Reproduce every line of the entries below, including the requests, and offset each coordinate in the returned answer points by 35, leaving the numbers in the format samples untouched. Leave the picture out of your output.

═════ MATERIAL TO PROCESS ═════

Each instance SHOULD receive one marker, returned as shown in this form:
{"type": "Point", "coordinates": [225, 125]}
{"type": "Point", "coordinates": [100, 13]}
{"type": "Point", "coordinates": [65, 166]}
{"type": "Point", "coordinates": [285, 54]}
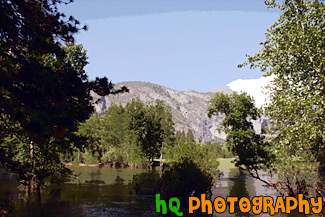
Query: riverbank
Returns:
{"type": "Point", "coordinates": [225, 163]}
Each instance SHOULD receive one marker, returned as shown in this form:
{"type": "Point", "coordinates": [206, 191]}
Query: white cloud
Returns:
{"type": "Point", "coordinates": [254, 87]}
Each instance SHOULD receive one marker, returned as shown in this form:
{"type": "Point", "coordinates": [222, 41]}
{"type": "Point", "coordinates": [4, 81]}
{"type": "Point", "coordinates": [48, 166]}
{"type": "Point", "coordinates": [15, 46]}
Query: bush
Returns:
{"type": "Point", "coordinates": [185, 179]}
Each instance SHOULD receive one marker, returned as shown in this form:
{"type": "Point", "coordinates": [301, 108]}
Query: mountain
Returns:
{"type": "Point", "coordinates": [188, 107]}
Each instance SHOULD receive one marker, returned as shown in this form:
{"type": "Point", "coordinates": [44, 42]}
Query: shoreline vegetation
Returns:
{"type": "Point", "coordinates": [225, 163]}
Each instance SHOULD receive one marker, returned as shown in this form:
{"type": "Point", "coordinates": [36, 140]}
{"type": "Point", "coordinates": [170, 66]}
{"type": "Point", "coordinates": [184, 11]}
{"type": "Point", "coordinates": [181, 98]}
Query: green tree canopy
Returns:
{"type": "Point", "coordinates": [242, 141]}
{"type": "Point", "coordinates": [294, 55]}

═════

RESPONSE BELOW:
Each instance SHOULD receive one marker, returned as shown in this form:
{"type": "Point", "coordinates": [225, 125]}
{"type": "Point", "coordinates": [100, 13]}
{"type": "Point", "coordinates": [65, 166]}
{"type": "Point", "coordinates": [285, 54]}
Query: riverbank
Returns:
{"type": "Point", "coordinates": [260, 198]}
Each instance SHOULD receive one marker, returned as shown in this form:
{"type": "Point", "coordinates": [206, 191]}
Query: white cloud
Returns:
{"type": "Point", "coordinates": [289, 122]}
Each instance SHOULD receive one marker, returned as shown in this form:
{"type": "Point", "coordinates": [222, 41]}
{"type": "Point", "coordinates": [4, 81]}
{"type": "Point", "coordinates": [48, 166]}
{"type": "Point", "coordinates": [15, 46]}
Query: bush
Returns:
{"type": "Point", "coordinates": [220, 214]}
Each instance SHOULD receive one marker, returned as shown in this form:
{"type": "Point", "coordinates": [301, 108]}
Query: mountain
Returns:
{"type": "Point", "coordinates": [223, 142]}
Each instance SHOULD receive one marker, returned as shown in this form:
{"type": "Point", "coordinates": [44, 42]}
Query: shoreline vegetation
Returns:
{"type": "Point", "coordinates": [260, 198]}
Each instance SHOULD receive one marker, returned as shown in this form:
{"type": "Point", "coordinates": [36, 140]}
{"type": "Point", "coordinates": [170, 66]}
{"type": "Point", "coordinates": [184, 11]}
{"type": "Point", "coordinates": [181, 98]}
Query: green tree canopy
Returns:
{"type": "Point", "coordinates": [277, 176]}
{"type": "Point", "coordinates": [329, 90]}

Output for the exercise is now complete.